Location identification items
• • •
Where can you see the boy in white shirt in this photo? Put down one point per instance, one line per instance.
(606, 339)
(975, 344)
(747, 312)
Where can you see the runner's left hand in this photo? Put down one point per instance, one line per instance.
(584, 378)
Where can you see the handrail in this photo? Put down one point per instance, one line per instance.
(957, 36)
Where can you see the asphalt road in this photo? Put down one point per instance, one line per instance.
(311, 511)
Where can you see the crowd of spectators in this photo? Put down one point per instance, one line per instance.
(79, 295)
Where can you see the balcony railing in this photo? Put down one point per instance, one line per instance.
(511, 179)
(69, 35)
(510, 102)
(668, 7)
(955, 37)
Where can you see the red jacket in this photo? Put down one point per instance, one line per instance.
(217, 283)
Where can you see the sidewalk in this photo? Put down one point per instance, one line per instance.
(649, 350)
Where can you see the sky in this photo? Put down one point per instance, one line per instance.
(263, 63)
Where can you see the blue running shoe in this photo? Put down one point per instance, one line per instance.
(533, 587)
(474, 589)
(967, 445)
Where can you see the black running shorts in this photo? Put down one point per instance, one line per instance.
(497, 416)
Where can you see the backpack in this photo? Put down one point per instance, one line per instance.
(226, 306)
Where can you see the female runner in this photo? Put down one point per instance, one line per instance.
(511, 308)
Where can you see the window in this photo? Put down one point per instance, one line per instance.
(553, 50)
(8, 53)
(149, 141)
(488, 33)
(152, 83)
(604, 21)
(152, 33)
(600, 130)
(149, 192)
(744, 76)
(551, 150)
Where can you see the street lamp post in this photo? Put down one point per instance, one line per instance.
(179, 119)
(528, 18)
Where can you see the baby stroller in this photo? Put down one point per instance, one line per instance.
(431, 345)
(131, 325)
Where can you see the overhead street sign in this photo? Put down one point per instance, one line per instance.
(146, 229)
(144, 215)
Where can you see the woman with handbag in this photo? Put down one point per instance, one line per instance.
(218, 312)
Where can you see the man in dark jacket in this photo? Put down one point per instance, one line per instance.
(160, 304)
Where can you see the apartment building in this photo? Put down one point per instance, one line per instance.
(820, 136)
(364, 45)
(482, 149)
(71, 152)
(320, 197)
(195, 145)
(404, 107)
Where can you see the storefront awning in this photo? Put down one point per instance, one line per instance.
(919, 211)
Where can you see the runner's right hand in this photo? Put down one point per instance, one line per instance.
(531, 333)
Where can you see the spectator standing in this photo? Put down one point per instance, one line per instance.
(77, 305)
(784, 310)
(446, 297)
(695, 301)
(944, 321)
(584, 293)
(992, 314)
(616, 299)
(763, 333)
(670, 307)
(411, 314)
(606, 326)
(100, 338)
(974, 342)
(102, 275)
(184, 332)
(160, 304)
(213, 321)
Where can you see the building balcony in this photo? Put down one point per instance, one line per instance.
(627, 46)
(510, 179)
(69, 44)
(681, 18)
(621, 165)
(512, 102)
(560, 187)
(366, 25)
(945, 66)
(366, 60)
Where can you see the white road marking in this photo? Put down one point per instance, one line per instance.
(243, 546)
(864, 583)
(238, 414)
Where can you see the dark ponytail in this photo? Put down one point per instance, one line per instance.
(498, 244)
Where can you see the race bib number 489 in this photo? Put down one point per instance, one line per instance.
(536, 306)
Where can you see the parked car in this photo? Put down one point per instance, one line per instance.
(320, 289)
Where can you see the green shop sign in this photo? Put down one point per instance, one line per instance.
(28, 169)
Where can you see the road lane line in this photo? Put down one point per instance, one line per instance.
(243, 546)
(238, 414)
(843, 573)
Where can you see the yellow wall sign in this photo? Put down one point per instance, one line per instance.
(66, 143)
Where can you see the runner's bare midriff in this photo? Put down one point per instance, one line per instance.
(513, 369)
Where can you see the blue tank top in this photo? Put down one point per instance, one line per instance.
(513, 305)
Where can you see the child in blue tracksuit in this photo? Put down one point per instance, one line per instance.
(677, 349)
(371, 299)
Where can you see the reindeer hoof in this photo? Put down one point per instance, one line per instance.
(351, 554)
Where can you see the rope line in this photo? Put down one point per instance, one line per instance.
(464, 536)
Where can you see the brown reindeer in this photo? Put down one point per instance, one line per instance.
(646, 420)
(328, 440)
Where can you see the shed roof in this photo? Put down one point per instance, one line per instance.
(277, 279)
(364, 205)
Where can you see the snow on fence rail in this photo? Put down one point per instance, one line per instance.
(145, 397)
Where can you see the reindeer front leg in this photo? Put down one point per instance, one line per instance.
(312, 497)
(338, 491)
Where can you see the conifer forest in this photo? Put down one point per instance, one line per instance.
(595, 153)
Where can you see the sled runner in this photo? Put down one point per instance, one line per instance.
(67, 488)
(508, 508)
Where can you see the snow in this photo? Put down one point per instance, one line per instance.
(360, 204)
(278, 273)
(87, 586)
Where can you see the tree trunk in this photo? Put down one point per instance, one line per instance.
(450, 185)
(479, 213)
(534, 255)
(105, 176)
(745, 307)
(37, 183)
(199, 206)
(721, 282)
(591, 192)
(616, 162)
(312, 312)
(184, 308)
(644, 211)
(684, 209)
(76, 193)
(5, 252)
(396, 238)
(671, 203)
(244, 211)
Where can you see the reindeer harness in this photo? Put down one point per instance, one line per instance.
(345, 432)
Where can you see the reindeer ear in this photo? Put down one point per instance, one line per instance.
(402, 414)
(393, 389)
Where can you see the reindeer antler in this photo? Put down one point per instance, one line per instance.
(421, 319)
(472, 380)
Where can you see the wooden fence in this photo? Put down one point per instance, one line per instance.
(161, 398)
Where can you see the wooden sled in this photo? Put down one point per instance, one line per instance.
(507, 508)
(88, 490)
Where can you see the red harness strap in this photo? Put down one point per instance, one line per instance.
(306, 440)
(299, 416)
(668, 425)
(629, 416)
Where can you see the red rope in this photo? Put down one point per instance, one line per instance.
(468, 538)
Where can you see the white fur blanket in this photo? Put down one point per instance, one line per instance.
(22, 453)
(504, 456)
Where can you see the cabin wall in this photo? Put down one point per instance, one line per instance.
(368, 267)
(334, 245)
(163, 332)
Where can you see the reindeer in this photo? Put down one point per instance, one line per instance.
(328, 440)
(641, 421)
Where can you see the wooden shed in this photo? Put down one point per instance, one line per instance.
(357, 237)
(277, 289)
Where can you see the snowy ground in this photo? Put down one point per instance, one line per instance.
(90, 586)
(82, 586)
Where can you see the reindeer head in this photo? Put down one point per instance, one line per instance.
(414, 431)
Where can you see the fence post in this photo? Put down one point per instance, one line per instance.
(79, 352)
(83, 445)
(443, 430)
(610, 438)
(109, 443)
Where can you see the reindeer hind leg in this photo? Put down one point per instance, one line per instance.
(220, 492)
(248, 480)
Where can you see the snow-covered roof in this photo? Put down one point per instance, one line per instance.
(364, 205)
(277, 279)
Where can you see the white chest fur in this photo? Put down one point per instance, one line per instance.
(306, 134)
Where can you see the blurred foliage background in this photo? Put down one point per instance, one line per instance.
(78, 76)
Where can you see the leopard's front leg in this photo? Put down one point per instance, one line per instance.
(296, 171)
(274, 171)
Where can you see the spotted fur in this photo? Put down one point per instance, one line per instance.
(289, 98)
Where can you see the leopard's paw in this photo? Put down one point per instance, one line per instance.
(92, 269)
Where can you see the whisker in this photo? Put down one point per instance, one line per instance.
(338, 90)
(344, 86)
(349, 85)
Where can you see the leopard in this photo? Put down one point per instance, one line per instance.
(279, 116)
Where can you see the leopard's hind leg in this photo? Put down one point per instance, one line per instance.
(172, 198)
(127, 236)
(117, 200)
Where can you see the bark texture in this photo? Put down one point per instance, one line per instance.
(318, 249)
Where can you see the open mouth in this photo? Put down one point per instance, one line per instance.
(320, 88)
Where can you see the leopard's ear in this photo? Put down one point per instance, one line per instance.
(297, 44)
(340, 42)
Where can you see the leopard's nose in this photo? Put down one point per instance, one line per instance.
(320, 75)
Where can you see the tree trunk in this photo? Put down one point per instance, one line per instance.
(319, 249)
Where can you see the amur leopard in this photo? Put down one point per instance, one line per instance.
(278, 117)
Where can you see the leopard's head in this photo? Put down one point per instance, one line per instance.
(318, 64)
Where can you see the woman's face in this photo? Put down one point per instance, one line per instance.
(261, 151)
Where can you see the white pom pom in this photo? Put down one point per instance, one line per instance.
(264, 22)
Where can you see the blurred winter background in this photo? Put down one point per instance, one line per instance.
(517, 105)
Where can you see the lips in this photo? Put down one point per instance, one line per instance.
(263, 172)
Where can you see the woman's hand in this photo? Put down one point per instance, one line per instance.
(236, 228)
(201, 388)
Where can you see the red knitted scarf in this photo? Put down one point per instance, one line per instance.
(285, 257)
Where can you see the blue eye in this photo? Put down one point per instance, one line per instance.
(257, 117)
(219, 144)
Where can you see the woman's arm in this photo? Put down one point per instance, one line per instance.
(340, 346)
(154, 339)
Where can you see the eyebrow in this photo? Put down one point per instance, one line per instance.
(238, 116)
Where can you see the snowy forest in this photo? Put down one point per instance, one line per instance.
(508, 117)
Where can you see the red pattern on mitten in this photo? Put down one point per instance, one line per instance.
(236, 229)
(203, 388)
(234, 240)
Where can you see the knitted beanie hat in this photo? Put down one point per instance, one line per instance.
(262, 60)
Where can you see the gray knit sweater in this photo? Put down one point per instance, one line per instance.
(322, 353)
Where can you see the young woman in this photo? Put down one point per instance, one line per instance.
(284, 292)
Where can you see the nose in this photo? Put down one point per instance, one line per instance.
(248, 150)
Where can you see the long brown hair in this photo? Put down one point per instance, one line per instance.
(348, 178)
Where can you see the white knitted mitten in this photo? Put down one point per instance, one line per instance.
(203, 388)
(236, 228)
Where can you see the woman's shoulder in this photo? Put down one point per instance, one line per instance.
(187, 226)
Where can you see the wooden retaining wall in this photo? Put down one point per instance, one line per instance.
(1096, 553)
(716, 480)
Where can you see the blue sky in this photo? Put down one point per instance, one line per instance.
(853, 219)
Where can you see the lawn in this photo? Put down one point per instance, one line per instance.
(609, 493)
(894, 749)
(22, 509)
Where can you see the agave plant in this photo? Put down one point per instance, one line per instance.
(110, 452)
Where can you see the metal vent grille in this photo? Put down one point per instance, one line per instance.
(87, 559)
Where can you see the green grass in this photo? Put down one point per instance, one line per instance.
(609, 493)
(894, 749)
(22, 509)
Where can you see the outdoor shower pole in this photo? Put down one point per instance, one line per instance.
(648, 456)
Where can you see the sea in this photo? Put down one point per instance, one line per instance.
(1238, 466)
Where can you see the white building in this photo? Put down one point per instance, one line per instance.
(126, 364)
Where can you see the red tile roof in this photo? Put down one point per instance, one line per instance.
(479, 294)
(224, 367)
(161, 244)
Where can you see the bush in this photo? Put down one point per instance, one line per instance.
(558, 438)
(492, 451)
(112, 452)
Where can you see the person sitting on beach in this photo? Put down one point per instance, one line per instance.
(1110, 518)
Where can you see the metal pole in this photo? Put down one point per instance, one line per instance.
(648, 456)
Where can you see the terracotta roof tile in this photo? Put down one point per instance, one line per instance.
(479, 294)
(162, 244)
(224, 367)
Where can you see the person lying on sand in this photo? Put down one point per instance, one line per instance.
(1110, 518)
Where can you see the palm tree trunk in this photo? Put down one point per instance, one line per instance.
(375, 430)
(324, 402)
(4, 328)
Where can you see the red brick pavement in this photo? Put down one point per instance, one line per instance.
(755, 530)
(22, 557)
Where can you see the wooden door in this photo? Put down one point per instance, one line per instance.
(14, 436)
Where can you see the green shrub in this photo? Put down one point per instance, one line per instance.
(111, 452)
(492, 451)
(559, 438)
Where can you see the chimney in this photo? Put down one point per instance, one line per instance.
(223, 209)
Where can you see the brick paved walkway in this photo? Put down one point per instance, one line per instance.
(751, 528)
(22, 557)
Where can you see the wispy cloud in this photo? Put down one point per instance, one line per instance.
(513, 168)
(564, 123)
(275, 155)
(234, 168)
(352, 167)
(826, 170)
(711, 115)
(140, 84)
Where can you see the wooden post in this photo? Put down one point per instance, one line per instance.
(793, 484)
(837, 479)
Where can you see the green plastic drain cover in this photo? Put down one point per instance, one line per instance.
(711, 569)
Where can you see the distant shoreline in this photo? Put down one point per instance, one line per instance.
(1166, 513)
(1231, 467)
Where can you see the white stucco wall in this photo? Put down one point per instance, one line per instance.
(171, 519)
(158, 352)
• • •
▶ EXERCISE REQUIREMENTS: Write out only what runs from the line holding "Where can you see the wispy" through the last line of the records, exactly as shown.

▶ RESULT:
Where can you see the wispy cloud in this photo? Put down one point per instance, one line per instance.
(513, 168)
(564, 123)
(275, 155)
(234, 168)
(352, 167)
(826, 170)
(711, 115)
(140, 84)
Where can you see the wooden post in this photo? Put down one point per instance, one line per instance.
(793, 484)
(837, 479)
Where can you see the green plastic drain cover in this photo? Put down one point per instance, one line per instance.
(711, 569)
Where can you see the distant shoreline in this photo? Put down one point per instance, one line per instance.
(1166, 513)
(1231, 467)
Where can you see the white stucco wall in this photo? Put down one point per instance, one line per instance.
(171, 519)
(158, 352)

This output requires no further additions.